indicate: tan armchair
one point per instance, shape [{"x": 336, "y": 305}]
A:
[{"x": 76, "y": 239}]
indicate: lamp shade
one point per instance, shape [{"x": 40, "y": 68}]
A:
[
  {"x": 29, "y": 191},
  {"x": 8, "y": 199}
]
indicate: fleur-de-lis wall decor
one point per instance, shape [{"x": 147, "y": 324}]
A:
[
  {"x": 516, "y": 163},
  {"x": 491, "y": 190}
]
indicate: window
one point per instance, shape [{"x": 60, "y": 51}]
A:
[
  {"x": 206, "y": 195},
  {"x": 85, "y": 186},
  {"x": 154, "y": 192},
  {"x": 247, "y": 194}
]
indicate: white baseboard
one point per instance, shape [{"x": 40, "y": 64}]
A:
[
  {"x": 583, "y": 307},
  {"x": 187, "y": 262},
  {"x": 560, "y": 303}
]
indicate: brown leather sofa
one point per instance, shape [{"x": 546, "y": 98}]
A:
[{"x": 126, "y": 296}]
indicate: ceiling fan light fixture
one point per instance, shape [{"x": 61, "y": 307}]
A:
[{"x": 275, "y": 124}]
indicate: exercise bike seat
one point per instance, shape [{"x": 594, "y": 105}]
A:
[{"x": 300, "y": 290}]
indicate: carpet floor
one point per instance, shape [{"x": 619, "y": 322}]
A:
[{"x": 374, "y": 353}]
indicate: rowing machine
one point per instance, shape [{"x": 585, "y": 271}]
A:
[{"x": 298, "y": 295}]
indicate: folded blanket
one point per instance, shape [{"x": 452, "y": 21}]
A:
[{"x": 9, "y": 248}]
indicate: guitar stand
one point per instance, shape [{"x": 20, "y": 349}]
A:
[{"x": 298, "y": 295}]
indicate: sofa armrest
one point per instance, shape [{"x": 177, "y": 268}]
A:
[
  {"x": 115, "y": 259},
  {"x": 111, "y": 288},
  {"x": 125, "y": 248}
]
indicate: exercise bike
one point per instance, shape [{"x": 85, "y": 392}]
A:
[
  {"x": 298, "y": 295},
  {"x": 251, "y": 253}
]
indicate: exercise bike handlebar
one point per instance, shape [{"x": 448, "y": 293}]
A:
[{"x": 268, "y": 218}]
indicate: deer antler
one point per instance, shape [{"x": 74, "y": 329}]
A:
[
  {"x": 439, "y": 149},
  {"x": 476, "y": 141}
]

···

■ **EXERCISE DESCRIPTION**: Rescale the records starting at the line containing "indicate: window" and ending with the last record, reproducing each request and answer line but only those lines. Multiply every x and y coordinate in the answers by 0.5 and round to whole numbers, halves up, while leaving the requests and their shape samples unchanged.

■ **FINAL ANSWER**:
indicate: window
one point per instance, shape [{"x": 60, "y": 51}]
A:
[
  {"x": 103, "y": 98},
  {"x": 43, "y": 93},
  {"x": 77, "y": 96},
  {"x": 124, "y": 97}
]
indicate: white baseboard
one point per instance, shape [{"x": 40, "y": 64}]
A:
[
  {"x": 292, "y": 154},
  {"x": 94, "y": 131},
  {"x": 280, "y": 152}
]
indicate: brown leather sofa
one point per instance, shape [{"x": 546, "y": 98}]
A:
[{"x": 63, "y": 148}]
indicate: ceiling fan light fixture
one point per instance, shape [{"x": 61, "y": 307}]
A:
[{"x": 138, "y": 62}]
indicate: exercise bike seat
one point per instance, shape [{"x": 594, "y": 105}]
A:
[{"x": 150, "y": 145}]
indicate: carpet floor
one point per instance, shape [{"x": 619, "y": 322}]
A:
[{"x": 187, "y": 177}]
indicate: rowing machine
one point per instance, shape [{"x": 585, "y": 271}]
A:
[{"x": 149, "y": 148}]
indicate: folded blanket
one point per instance, shape [{"x": 452, "y": 21}]
A:
[{"x": 5, "y": 124}]
indicate: guitar stand
one point per instance, shape [{"x": 20, "y": 349}]
A:
[{"x": 149, "y": 148}]
indicate: sofa armrest
one point per instance, shape [{"x": 177, "y": 268}]
A:
[
  {"x": 58, "y": 130},
  {"x": 56, "y": 144},
  {"x": 63, "y": 124}
]
indicate: exercise bike
one point per instance, shape [{"x": 85, "y": 392}]
A:
[
  {"x": 149, "y": 148},
  {"x": 126, "y": 127}
]
indicate: exercise bike handlebar
one point per instance, shape [{"x": 448, "y": 293}]
A:
[{"x": 134, "y": 109}]
indicate: deer antler
one point per instance, shape [{"x": 74, "y": 329}]
A:
[
  {"x": 220, "y": 75},
  {"x": 238, "y": 71}
]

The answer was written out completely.